» What you are asked to do: Exactly repeat the material, dropping only the pictures.

************

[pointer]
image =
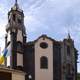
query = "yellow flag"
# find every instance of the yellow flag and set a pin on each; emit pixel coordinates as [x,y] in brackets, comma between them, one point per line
[1,59]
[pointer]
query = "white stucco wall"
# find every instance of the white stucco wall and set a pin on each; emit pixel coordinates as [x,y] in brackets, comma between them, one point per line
[44,74]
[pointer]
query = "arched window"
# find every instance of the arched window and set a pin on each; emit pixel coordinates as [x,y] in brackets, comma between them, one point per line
[19,46]
[43,62]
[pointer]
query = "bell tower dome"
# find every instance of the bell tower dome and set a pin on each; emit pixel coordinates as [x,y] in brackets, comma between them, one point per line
[16,37]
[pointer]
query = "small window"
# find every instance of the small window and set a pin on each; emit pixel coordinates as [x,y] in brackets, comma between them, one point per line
[43,62]
[43,45]
[68,50]
[19,21]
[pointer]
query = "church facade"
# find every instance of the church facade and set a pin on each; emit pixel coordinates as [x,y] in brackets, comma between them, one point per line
[41,59]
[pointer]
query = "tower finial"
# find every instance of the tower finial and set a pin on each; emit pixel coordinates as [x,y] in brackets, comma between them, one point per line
[15,1]
[69,37]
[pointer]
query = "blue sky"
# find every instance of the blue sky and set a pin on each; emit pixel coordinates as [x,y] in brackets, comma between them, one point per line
[52,17]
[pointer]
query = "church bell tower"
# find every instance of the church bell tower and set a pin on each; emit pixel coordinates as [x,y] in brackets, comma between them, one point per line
[15,37]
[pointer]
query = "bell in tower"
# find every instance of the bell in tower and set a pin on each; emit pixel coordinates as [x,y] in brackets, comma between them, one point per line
[15,38]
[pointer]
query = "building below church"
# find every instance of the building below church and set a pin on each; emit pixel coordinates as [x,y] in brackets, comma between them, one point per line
[41,59]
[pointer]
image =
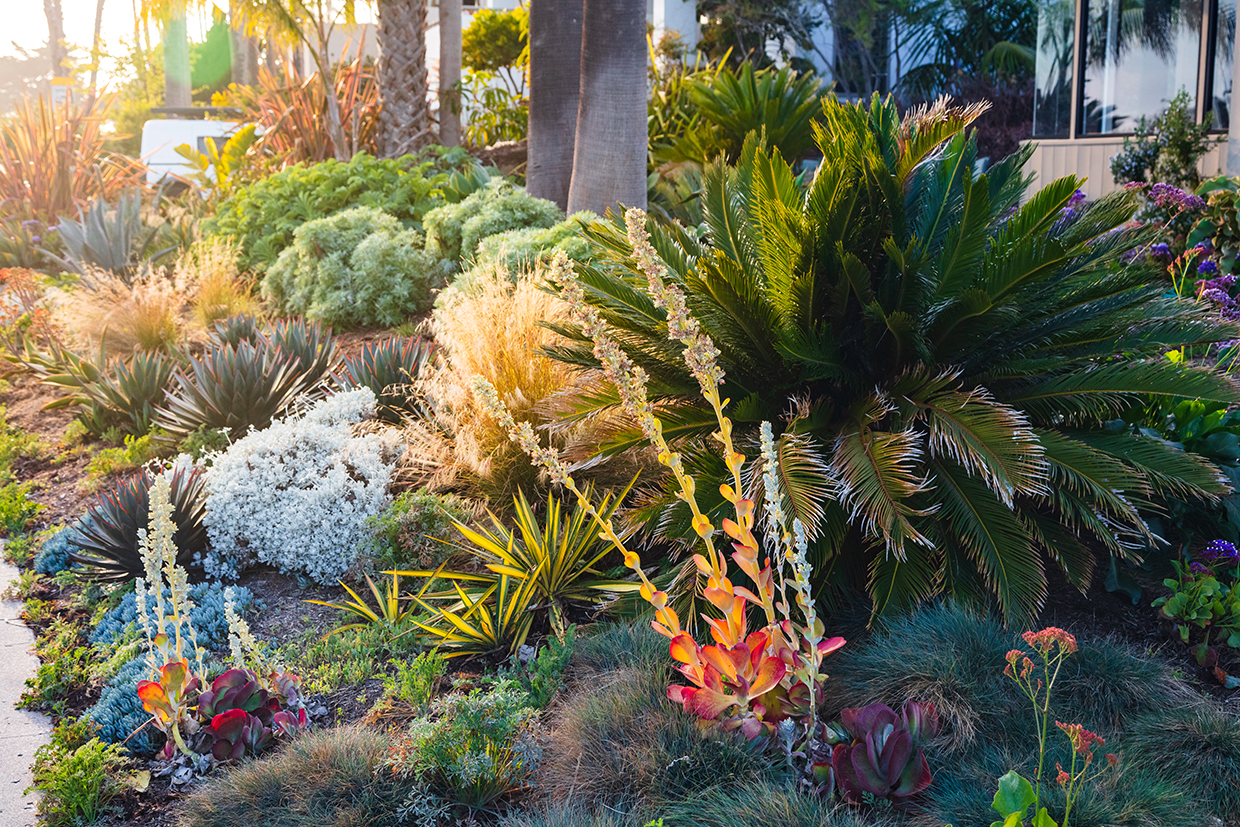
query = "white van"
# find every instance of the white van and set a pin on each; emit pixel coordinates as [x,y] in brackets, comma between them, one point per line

************

» Exercise result:
[pointer]
image =
query = "yellow flag"
# find every instance of the yellow flag and set a pin on each; emit pixel coordinates as [x,y] in brackets, comma between them, one point per line
[1,59]
[pointer]
query = "white stucco wall"
# find every instance of the white stucco wall and set a pin on each; emit pixel coordinates as [x,y] in brackets, comma between them, one point per line
[44,74]
[pointer]
query = "arched window"
# find every instance of the arched window and set a pin on each; emit pixel coordinates as [x,y] in brackets, comma between them, one point per line
[19,46]
[43,62]
[pointer]
query = "bell tower dome"
# find every instance of the bell tower dome and set a pin on each; emit pixel coordinates as [x,y] in brackets, comma between them, one point per line
[16,37]
[pointer]
query = "small window"
# find every instance of the small window and set a pin on each; emit pixel coordinates as [x,y] in brackets, comma between them, one point per line
[43,62]
[43,45]
[68,50]
[19,21]
[pointer]
query = "church facade"
# find every instance of the church facade and set a pin on each; emit pixel coordinates as [x,y] in brackets, comma between them, one point per line
[41,59]
[pointer]
query = "tower finial"
# find every instance of the tower finial and set a pin on each; emit pixel coordinates as [x,y] in brackets, comma between them, one point per line
[15,1]
[69,37]
[pointer]
query = "blue sky"
# find every instance of the blue sky and set a pin on each; emit pixel coordinates as [x,y] in brackets, comma between them, one point per line
[52,17]
[pointer]
query = "church bell tower"
# find every instance of the church bell tower and set a pin on each; emit pixel coordinates as [x,y] in brackets, comma between them, one point per line
[15,37]
[pointer]
query = "bell in tower"
# find every instance of the bell in tower and set a pin on each; emit pixel coordinates as [x,y] in brackets, comma between them, one point per line
[15,38]
[pointer]
query = "building below church"
# find every instance of the building below church and set a pin on each; emit pixel coordinates as [x,y] in brackets, comma between them, one point per line
[41,59]
[pointer]
image =
query = "white van"
# find every instance of the white van and set a pin on each; emit pixel coordinates as [x,y] in brackets, comma between them, one point per line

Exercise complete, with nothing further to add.